====== Page text

Today, in any town or city, in any region of the country, you’ll almost certainly see the same scenario: Only a handful of hospitals, sometimes owned and operated by a company thousands of miles away.

As the pace and scale of consolidation picked up, the outcome long appeared inevitable: an American future in which a handful of hospital chains dominate American health care, with brands like Tenet and Catholic Health Initiatives and the Mayo Clinic competing for patients the way Panera and Chipotle and the Olive Garden compete for diners.

But something happened on the way to becoming a nation of McHospitals. That ambitious growth, driven by dreams of dominating a transformed health care landscape and recently fueled by Obamacare revenues, hit a wall.

In the past year, two of the nation’s three largest for-profit hospital systems, Tenet and Community Health Systems, began selling off dozens of their hospitals while entertaining bids to break up their entire companies. Prominent not-for-profit chains like Partners Healthcare are reporting nine-digit losses. Even Mayo Clinic is pulling back from some rural locations in the Midwest.

In part, the shift is just a typical business cycle working its way through the health care industry. “There are these testosterone-driven waves of deal making” in health care, said Jeff Goldsmith, a hospital consultant. “And then there are waves of post-coital regret that follow.”

But in part, the change is driven by policy decisions being made in Washington — how health care is paid for, and who has access to it. And as that shift unfolds, it’s raising questions that will shape American health care for a generation: What will the future of hospital ownership look like? What should it look like?

Even at the height of merger mania, no one could quite agree on whether the McHospital trend was a good thing or not. Some people — mostly in the hospital industry — argued that consolidation was long overdue, and that large companies’ deeper pockets and economies of scale would keep costs down and improve the quality of care for patients. Obamacare gave hospitals financial incentives to manage entire populations, rather than just get paid patient-by-patient — an effort that required building big data sets and buying up other services too, like physician practices.

============

#### Task requirements
**a)** Transcribe the passage on hospital consolidation word for word, beginning at "Even at the" and stopping after "like physician practices.".
**b)** Answer these questions from the passage on hospital consolidation, one per line:
(i) Which two for-profit hospital systems began selling off dozens of their hospitals in the past year?
(ii) What is Jeff Goldsmith's profession?
(iii) Which three restaurant brands does the passage use to describe how hospital chains might compete for patients?
**c)** Continue the passage on hospital consolidation, starting after its last sentence.
None of this work uses the rows, so you can ignore them.

====== Records

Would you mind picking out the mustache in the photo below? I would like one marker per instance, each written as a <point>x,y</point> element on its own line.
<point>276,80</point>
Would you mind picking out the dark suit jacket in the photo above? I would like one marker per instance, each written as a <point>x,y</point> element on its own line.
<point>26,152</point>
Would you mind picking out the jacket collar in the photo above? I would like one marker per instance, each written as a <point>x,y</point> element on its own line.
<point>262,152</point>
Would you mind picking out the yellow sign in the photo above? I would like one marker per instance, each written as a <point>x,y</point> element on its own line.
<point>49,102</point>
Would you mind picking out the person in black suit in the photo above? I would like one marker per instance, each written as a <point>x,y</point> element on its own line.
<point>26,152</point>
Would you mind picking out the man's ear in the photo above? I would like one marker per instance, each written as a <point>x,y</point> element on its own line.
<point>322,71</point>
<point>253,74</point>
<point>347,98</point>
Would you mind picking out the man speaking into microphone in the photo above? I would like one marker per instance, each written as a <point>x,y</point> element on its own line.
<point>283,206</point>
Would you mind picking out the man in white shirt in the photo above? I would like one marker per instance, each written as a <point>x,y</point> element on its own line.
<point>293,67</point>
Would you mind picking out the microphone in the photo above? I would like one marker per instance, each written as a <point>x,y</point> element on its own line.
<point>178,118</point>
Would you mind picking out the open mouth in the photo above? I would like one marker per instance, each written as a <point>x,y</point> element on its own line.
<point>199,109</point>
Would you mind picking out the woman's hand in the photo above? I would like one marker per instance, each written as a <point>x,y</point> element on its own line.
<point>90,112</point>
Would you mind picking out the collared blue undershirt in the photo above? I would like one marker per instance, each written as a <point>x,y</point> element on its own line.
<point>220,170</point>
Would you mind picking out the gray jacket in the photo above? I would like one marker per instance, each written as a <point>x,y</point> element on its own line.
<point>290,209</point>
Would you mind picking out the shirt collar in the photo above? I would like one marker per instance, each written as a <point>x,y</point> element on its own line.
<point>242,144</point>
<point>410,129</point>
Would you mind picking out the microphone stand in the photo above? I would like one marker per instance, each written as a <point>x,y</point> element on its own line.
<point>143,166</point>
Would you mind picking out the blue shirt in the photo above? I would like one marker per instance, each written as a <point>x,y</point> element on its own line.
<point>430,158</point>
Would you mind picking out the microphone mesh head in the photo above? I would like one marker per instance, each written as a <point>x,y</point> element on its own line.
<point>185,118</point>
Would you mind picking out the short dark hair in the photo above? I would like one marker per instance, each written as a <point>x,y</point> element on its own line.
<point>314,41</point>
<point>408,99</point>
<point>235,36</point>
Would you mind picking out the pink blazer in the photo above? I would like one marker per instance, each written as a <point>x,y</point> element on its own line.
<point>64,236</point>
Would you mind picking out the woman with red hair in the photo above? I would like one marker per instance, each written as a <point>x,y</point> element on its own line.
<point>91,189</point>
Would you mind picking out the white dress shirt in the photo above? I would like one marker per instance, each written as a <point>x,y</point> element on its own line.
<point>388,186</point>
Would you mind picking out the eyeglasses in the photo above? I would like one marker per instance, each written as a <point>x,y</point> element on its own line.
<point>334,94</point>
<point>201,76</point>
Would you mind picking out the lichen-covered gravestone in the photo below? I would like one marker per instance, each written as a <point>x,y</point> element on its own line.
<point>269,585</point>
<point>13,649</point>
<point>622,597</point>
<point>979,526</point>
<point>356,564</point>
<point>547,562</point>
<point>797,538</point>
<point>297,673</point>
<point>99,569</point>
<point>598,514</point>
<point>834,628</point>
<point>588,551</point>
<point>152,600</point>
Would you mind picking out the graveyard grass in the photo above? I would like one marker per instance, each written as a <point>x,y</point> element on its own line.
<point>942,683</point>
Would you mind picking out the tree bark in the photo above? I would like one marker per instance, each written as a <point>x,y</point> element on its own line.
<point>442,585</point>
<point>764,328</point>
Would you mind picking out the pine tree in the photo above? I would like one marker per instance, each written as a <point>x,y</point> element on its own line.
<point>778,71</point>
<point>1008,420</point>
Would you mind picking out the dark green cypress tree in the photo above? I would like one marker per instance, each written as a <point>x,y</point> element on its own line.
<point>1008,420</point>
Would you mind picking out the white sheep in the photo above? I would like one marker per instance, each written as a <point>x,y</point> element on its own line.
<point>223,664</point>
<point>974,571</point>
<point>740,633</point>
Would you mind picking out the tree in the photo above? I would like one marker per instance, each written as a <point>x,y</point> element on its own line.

============

#### Answers to the exercise
**a)**
Even at the height of merger mania, no one could quite agree on whether the McHospital trend was a good thing or not. Some people — mostly in the hospital industry — argued that consolidation was long overdue, and that large companies’ deeper pockets and economies of scale would keep costs down and improve the quality of care for patients. Obamacare gave hospitals financial incentives to manage entire populations, rather than just get paid patient-by-patient — an effort that required building big data sets and buying up other services too, like physician practices.

**b)**
(i) Tenet and Community Health Systems
(ii) He is a hospital consultant.
(iii) Panera, Chipotle and the Olive Garden

**c)**
But others were concerned about the growing concentration of ownership of the nation’s hospitals by a shrinking number of companies. It put local hospitals’ decades-long relationship with their communities at risk, as important local institutions started reporting to shareholders or distant nonprofit boards. These worriers foresaw a future in which just a handful of chains competed to carve out the most lucrative segments of health care, like cardiac procedures and orthopedic surgery, and offered substandard care for everyone else. And despite the chains’ promises, years of reports have shown that when hospitals combine, their prices tend to go up.

Providers’ growing market power has “been the leading reason for the [rise] in health care spending” for decades, Bob Berenson, a former Carter and Clinton administration official said in 2015. (“And in conventional political circles,” he added, “it’s still being overlooked.”)

But the changes underway are starting to transform the nature of the hospital itself — and could open the door to a landscape even more different than we imagine.

Radical shifts

The direction of the American hospital has shifted radically over time. Initially, hospitals were charity wards where the poor went to die. But as cities grew, and health care became more expensive and capital-intensive, hospitals became destinations for wealthier patients: Top hospitals were the ones that could afford the latest medical technologies and perform the most complex surgeries. The creation of Medicare in 1967 fueled new revenue and attracted more competitors, leading to the birth of major chains.

Today, about two-thirds of the nation’s 5,000 hospitals are parts of chains, up from about half of hospitals just 15 years ago, and the share of for-profit hospitals has steadily climbed — more than one in five hospitals are now owned by investors, rather than run as a not-for-profit or by the government. Established hospitals are grappling with how to balance institutional advantages like high-end facilities and expensive technologies with the need to stay nimble and adapt to health care’s changes. It’s a hard balance to strike, and after a few boom years, the industry is experiencing its worst financial performance since the great recession.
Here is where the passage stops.